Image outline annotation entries

#####

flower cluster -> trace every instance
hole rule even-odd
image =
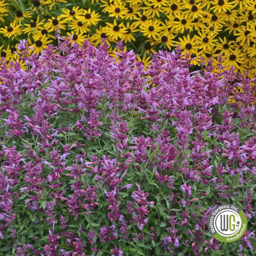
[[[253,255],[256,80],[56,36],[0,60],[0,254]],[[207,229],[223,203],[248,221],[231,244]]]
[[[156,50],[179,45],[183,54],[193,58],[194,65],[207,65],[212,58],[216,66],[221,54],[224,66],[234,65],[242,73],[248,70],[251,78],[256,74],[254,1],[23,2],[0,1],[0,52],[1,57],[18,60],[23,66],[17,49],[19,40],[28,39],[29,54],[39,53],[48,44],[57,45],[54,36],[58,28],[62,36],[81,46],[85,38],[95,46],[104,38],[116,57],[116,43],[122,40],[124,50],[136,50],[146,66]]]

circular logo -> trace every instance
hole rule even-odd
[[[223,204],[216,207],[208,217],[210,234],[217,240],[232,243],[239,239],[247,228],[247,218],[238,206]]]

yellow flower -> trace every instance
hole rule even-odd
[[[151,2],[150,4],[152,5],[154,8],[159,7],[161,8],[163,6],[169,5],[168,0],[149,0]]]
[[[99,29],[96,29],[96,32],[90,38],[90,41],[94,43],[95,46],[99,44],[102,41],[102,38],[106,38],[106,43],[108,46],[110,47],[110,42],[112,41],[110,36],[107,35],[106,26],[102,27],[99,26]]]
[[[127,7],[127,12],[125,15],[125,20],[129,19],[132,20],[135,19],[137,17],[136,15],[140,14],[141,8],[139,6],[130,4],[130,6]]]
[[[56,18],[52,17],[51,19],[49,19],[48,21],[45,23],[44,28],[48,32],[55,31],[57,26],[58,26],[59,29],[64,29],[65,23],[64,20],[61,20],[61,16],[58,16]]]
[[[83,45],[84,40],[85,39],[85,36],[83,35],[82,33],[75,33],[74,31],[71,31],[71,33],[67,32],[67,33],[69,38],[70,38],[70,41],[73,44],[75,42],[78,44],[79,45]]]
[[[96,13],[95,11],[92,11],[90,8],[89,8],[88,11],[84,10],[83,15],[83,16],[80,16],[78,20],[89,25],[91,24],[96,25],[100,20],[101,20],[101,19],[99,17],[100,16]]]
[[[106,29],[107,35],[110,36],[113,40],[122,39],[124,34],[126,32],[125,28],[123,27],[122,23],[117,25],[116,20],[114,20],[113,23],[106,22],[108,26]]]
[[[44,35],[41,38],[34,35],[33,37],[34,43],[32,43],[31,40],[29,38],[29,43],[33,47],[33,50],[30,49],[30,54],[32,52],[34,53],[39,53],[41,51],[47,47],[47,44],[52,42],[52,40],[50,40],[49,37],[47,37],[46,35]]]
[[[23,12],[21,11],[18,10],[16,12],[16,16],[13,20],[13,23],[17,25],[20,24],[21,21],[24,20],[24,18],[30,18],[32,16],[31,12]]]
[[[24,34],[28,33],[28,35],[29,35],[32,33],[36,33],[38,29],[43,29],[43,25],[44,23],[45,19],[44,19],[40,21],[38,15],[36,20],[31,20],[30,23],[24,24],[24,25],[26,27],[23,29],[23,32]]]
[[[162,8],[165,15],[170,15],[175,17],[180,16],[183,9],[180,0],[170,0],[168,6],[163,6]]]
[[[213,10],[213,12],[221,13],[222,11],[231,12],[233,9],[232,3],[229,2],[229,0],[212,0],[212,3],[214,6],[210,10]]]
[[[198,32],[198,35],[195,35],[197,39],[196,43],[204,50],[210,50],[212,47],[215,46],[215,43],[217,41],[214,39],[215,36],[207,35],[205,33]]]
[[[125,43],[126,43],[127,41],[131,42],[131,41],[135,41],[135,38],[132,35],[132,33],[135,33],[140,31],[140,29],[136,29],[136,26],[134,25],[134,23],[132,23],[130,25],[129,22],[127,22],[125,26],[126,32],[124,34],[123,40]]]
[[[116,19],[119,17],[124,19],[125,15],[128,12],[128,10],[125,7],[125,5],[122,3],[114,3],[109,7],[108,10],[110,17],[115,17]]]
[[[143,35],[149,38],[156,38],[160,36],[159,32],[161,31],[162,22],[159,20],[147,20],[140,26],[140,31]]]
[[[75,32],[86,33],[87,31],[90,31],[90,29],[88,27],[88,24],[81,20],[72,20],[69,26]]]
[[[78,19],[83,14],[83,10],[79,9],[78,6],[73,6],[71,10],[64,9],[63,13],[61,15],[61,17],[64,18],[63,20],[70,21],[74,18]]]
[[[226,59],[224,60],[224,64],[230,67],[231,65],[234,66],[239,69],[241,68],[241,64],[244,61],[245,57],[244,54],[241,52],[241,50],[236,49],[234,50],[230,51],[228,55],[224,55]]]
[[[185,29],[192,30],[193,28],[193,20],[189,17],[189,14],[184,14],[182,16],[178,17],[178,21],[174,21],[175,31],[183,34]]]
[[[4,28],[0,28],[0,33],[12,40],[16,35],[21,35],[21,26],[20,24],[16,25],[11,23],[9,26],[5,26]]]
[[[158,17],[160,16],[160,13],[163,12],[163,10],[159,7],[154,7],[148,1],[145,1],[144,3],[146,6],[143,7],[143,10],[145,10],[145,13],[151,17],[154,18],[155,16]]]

#####

# Problem to work on
Return every line of the listing above that contains the word "instance".

# The completed task
flower cluster -> trace every instance
circular logo -> trace every instance
yellow flower -> trace every instance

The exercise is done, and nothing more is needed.